EXERCISE DESCRIPTION: Rescale the rows that start at the line containing "Inventory request — confirm whether any concrete retaining" and stop after the line containing "[0,0,800,229]". Reproduce only those lines, requests included, with every bounding-box coordinate multiplied by 2.4 and rounded to a whole number, halves rounded up.

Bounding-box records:
* * * * *

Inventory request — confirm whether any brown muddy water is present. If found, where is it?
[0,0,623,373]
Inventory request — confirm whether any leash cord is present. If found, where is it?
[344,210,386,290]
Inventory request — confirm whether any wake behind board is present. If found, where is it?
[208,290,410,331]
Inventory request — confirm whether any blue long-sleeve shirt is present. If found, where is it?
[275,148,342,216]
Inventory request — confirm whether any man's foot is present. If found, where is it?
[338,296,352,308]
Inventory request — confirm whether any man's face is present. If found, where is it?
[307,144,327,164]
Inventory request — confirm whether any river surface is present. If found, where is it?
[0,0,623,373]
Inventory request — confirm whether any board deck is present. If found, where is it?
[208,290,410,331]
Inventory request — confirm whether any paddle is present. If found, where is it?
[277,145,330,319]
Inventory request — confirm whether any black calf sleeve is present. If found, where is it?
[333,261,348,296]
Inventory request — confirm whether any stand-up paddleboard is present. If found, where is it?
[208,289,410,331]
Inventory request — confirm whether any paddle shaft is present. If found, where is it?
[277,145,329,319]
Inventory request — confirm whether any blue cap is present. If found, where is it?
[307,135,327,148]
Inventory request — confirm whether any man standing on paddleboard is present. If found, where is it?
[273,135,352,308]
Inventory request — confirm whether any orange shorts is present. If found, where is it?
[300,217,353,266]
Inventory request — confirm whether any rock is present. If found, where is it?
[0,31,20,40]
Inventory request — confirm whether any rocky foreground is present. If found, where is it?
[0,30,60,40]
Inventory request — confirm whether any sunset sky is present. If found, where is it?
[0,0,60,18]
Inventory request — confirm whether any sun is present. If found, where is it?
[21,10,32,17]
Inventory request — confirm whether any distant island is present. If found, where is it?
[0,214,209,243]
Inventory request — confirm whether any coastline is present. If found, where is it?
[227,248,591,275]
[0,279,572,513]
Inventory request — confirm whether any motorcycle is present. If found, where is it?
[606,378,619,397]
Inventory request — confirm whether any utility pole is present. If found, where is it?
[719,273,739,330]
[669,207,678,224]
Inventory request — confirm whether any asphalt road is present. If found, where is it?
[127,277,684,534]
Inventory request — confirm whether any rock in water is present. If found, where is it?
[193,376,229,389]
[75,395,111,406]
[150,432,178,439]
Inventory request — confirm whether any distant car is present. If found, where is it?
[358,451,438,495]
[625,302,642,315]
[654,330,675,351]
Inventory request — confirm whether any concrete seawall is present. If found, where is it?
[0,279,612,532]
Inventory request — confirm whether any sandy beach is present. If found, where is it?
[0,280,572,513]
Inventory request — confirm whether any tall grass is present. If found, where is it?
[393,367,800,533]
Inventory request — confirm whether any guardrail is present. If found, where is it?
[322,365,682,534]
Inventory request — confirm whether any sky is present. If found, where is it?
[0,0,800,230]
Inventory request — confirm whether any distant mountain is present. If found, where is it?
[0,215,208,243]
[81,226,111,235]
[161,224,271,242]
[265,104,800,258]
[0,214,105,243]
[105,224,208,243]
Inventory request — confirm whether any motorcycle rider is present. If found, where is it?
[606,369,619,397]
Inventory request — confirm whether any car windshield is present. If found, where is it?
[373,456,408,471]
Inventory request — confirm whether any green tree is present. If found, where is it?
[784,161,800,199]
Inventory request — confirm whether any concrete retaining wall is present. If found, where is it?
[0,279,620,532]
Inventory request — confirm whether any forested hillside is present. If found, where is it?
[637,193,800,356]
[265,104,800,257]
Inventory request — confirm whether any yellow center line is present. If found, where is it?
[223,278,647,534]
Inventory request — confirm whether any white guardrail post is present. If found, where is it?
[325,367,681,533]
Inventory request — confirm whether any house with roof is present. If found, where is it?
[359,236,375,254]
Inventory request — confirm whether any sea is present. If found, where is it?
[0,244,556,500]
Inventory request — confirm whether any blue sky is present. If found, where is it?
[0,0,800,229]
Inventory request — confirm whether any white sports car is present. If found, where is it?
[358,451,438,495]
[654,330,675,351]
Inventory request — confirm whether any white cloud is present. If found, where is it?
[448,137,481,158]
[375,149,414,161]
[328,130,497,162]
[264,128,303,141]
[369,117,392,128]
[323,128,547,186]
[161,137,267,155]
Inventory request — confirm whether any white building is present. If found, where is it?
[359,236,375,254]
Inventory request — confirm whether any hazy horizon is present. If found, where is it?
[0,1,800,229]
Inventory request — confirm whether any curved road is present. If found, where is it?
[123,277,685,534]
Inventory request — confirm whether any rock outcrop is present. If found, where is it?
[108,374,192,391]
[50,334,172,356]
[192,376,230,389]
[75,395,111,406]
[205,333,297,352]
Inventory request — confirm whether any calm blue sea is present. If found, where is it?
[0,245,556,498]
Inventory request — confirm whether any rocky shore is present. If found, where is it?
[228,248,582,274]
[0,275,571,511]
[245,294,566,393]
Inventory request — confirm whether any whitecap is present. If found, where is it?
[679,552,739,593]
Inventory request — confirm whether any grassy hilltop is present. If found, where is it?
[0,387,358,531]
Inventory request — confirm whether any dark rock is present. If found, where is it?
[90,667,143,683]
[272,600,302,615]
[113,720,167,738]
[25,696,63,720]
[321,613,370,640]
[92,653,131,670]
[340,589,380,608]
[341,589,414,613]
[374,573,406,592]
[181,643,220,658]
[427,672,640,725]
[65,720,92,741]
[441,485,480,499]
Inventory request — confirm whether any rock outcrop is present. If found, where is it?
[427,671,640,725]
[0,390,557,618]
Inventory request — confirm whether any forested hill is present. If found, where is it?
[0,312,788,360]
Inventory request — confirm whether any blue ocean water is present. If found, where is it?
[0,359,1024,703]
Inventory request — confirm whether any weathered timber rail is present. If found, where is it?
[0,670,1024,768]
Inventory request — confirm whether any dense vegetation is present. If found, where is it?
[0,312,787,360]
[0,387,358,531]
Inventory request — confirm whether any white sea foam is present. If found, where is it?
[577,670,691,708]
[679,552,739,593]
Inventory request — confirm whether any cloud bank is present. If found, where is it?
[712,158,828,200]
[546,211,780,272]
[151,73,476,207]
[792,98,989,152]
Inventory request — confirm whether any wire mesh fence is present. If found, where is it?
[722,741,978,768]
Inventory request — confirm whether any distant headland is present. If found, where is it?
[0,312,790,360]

* * * * *

RESULT:
Inventory request — confirm whether any concrete retaining wall is present. If found, where is it?
[0,670,1488,1277]
Inventory request — confirm whether any forested hillside is present. If found, where is it?
[1529,463,1920,854]
[636,250,1920,617]
Inventory request — confirm whether any yellow center line is present. If found, where is it?
[535,667,1553,1282]
Inventory request — confirm whether any white guardrail post is present. If found, where is it?
[780,881,1634,1279]
Inventory request — confirm whether any house with roof is present. If found, where is it?
[862,566,900,610]
Inventory request — confirm whether any sea is present. If found, where is it?
[0,586,1334,1200]
Inventory request — confirm whether any blue sky is present. If found, where is it?
[0,0,1920,550]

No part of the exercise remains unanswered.